━━ RECORDS FOR THE TASK ━━
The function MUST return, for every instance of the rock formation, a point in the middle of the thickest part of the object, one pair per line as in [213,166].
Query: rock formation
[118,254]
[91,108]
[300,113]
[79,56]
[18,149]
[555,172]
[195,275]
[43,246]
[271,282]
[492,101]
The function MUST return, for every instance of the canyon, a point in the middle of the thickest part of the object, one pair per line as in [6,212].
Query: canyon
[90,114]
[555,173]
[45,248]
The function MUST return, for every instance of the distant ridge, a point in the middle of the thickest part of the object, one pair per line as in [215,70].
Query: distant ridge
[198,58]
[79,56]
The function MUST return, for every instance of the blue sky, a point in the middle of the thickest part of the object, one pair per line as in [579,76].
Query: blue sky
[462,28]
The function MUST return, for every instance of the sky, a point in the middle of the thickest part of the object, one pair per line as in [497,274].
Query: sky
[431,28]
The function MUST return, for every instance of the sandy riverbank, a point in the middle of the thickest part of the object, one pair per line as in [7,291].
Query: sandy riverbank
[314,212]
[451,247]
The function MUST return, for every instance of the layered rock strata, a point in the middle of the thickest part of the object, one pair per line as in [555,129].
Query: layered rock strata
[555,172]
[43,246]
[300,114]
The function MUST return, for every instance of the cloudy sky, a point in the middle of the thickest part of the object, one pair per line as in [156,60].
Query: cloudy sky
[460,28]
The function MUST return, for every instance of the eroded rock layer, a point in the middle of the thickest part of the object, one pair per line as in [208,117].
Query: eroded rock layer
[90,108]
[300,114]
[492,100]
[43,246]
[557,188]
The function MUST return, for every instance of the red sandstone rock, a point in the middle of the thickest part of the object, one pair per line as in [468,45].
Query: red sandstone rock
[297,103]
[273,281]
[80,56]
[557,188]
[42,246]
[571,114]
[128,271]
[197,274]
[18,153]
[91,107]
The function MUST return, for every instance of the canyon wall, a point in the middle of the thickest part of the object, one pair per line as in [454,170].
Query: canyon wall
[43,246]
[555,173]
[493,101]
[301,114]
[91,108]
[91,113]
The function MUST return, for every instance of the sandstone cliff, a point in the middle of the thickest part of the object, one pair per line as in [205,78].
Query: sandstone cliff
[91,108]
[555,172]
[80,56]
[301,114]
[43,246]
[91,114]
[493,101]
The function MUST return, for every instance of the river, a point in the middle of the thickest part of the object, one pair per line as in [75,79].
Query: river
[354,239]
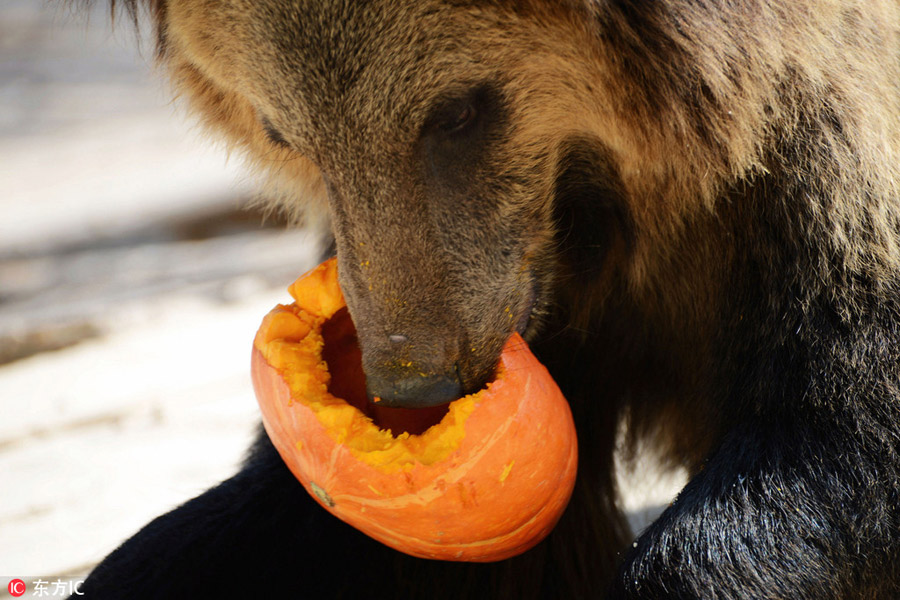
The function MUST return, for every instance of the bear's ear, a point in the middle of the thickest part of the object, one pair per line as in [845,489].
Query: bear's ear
[590,209]
[133,10]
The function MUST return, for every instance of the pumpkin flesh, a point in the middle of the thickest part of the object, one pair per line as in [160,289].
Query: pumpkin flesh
[481,479]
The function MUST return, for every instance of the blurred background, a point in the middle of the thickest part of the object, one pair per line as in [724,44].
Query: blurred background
[133,276]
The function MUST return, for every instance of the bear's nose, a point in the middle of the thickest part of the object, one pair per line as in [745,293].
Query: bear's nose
[414,390]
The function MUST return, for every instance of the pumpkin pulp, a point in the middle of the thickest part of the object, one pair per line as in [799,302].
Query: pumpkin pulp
[320,360]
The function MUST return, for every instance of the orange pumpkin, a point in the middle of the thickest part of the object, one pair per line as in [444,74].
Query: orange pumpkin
[481,480]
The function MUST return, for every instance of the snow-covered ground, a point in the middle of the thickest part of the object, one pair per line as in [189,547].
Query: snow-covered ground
[132,391]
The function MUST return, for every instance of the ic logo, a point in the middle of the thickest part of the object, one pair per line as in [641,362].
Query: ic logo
[16,588]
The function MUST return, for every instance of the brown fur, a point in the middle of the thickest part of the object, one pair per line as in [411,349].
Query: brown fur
[740,164]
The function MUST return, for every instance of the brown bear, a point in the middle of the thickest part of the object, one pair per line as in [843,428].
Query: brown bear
[689,208]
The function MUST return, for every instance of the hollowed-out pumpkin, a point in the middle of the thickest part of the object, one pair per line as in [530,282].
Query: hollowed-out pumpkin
[488,480]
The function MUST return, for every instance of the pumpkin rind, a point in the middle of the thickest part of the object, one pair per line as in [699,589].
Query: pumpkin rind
[501,475]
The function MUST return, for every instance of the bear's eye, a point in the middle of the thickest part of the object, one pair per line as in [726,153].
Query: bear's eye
[273,134]
[464,118]
[458,113]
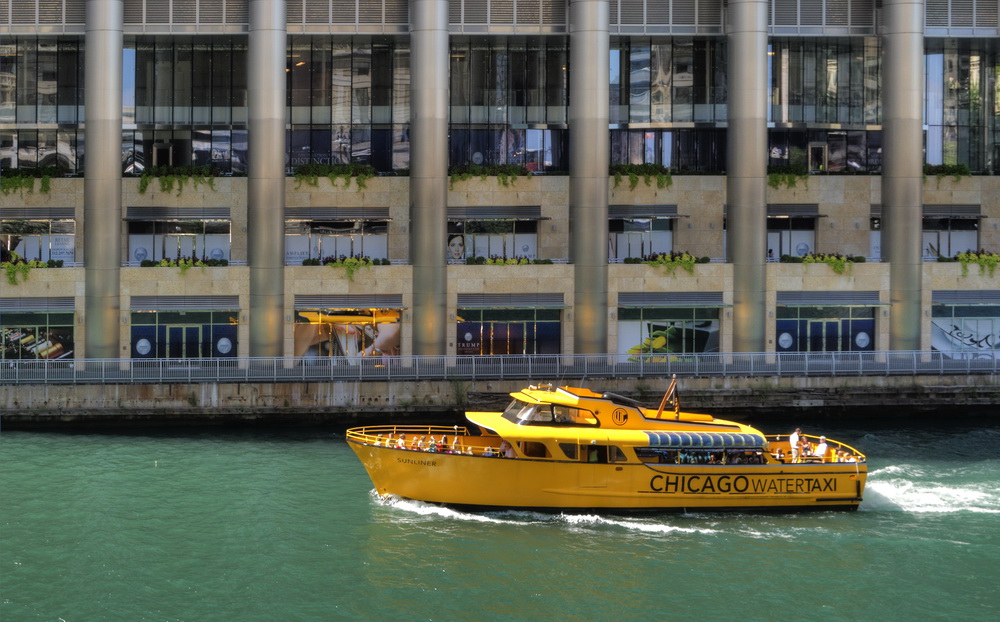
━━━
Copy every line of the records above without any change, and leave the pictures out.

The function MUST return, for every instance of the rock formation, a point in the middle of the thickest part of the object, one pair per line as in [213,166].
Query: rock formation
[118,254]
[91,108]
[300,113]
[79,56]
[18,149]
[555,172]
[195,275]
[43,246]
[271,282]
[492,101]
The function MUST return, for every instance of the canyon, a point in the middle of the thickest part of the object, one pair per line as in [6,212].
Query: canyon
[90,114]
[555,173]
[45,248]
The function MUST return, for every instance of the distant ridge, a point in the middle of the thickest part of the object, one pair per line as in [215,70].
Query: distant ridge
[198,58]
[79,56]
The function MUST return, for every instance of the blue sky, a point in the middle of the thickest part of the object, one pair per line as in [579,76].
Query: blue sky
[462,28]
The function MUST return, for every instance of the sky, a point in the middle of the thickest part of the object, one pair per line as in [497,274].
Query: sky
[431,28]
The function MUST return, for every instance of the sandy riverbank, a point in the middle of the thickest part of the object, one pair per line as in [7,291].
Query: sandy riverbank
[314,212]
[451,247]
The function MUST return, for every instance of the layered rock strata, a point in the middle of the thickest part of the object, one pair per line as in [555,129].
Query: layered rock strata
[555,172]
[43,246]
[300,114]
The function MUST return, for every instance of the cloudy sky, a point in the middle of the thickest part of the object, one pair per line as in [156,60].
Query: cloudy sky
[460,28]
The function MUST return, for every instance of the eroded rock layer, a point in the middle of the thickest part of the object, one pair per line as in [208,117].
Query: eroded rock layer
[90,108]
[300,114]
[492,100]
[43,246]
[557,188]
The function MUST return, for every instance of the red sandstone rock, a point in the middle of the thickest part of the object, one pair per line as in [468,45].
Query: red sandstone rock
[297,103]
[273,281]
[80,56]
[557,188]
[42,246]
[571,114]
[128,271]
[197,274]
[18,153]
[91,107]
The function MUST return, for every instance of the canyon wall, a point in the middle of the thickest part of the object, one pair per line as in [454,170].
Query: canyon wall
[43,246]
[555,173]
[493,101]
[301,114]
[91,108]
[91,113]
The function MUST return, for every instance of the sandstone cliff, a point in the middle of the thickest part of the object, one pair per line as in [205,78].
Query: sandstone cliff
[91,108]
[555,172]
[80,56]
[301,114]
[43,246]
[91,114]
[493,101]
The function MUST return, for every instance of the river, a point in the middle of the thickest part of the object, one pair per line as in [75,79].
Query: river
[354,239]
The function MUST return, for every instance of the bear's ear, a point in the middle of the thickest part of the object, one pair per line as in [845,489].
Query: bear's ear
[590,209]
[133,10]
The function MUST return, for every instance of the pumpkin flesh, a point in the middle of the thickest part of the object, one pair per line as in [160,289].
Query: pumpkin flesh
[481,479]
The function MUST return, for every instance of the blurred background, a point in the middle of the thickest part of the object, one pair per line as in [724,44].
Query: blurred background
[133,276]
The function MUST return, for every instance of the bear's nose, a point in the middle of the thickest part of the object, one pair per line as in [745,293].
Query: bear's nose
[414,390]
The function MUST return, for every instance of the pumpkin pulp, a point in the middle of the thickest part of the object, one pair per line as in [799,302].
Query: pumpkin pulp
[320,360]
The function MUST return, for every instance of the orange pumpkin, a point in the middle of the thickest part of the object, one pair per line as in [444,74].
Query: orange pumpkin
[481,480]
The function MUST return, for every instance of the snow-covered ground, a point in the middle of the thickest part of the object, one pair per line as in [189,547].
Query: snow-covered ground
[132,391]
The function MUST return, for every instance of the ic logo, a point in the middle of the thickest part of the object, one pair per line as in [641,362].
Query: ic logo
[16,588]
The function MUST return, for every instance of the brown fur, a point in the middle of the thickest part of the object, one pair per line as in [411,349].
Query: brown fur
[740,164]
The function MUST return, for every instance of the brown bear, a point in the middle of the thickest part of the object, one pair per line as in [843,428].
Query: brown bear
[689,208]
The function MUST return, for every instance of the hollowed-out pumpkin, a point in the middle of the thickest part of the object, one pair per line as in [530,282].
Query: hollowed-out pumpkin
[488,480]
The function MUST return, for every instance of the pumpkin rind, a point in the middle of the thickest part of the object, one pair per line as in [699,589].
Query: pumpkin rind
[501,475]
The function MUST return, for every instance of the bear's eye, a point in the middle of the thickest part of the object, one pair per line as in [726,153].
Query: bear's eye
[273,134]
[464,118]
[458,113]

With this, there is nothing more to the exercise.